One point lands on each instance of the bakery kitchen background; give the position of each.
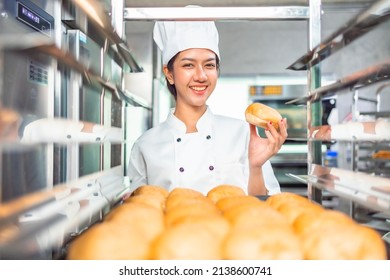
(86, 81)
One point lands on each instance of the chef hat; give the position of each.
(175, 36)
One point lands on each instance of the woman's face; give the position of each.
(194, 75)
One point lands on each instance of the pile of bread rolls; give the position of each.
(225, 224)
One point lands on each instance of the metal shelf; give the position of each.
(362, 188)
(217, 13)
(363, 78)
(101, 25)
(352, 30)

┄┄┄┄┄┄┄┄┄┄

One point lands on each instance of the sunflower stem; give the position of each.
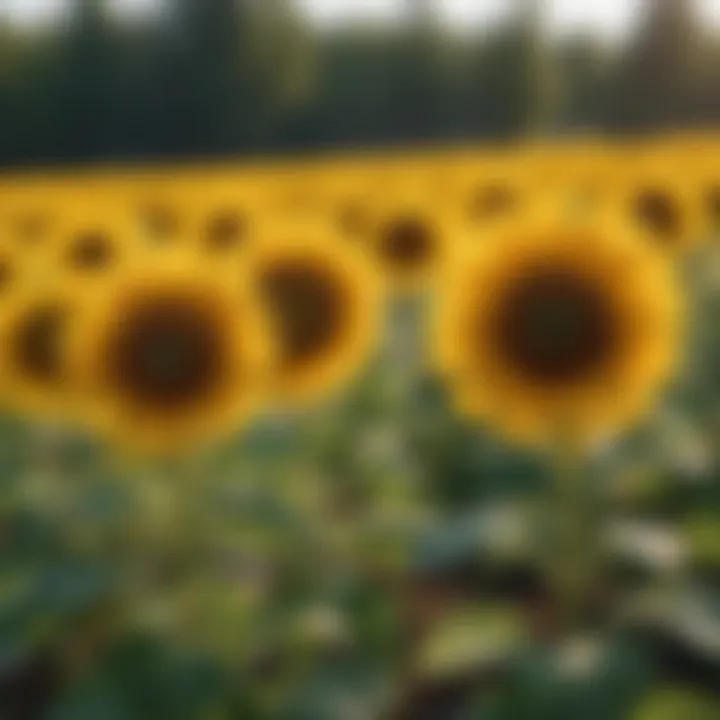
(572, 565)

┄┄┄┄┄┄┄┄┄┄

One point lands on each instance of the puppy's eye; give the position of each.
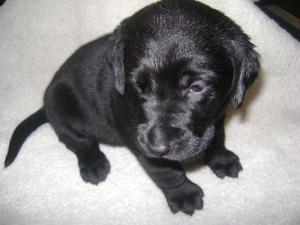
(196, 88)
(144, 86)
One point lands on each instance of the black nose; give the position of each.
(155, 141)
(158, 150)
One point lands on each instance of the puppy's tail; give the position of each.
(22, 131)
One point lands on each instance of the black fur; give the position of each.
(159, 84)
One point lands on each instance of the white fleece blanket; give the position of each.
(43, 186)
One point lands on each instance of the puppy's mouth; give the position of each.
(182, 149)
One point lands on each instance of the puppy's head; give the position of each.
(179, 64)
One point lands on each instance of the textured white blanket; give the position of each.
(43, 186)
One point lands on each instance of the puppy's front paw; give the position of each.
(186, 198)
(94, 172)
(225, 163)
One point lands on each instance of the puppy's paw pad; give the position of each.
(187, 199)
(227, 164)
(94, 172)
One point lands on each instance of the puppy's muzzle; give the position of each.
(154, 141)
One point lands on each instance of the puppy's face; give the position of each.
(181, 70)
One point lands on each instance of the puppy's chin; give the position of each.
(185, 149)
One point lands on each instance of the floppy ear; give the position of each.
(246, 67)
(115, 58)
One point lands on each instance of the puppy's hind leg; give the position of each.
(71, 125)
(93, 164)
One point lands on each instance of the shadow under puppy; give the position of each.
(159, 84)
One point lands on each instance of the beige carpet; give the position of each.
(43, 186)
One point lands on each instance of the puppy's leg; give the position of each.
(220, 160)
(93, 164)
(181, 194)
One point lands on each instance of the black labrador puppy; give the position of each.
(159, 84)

┄┄┄┄┄┄┄┄┄┄

> [Exercise objective]: Find each line in the records that contains the string "blanket" and copy it out. Case counts.

> [The answer]:
One point lands on each instance of the white fleece blanket; give the position of each.
One point lands on each instance of the textured white blanket; give the position of each.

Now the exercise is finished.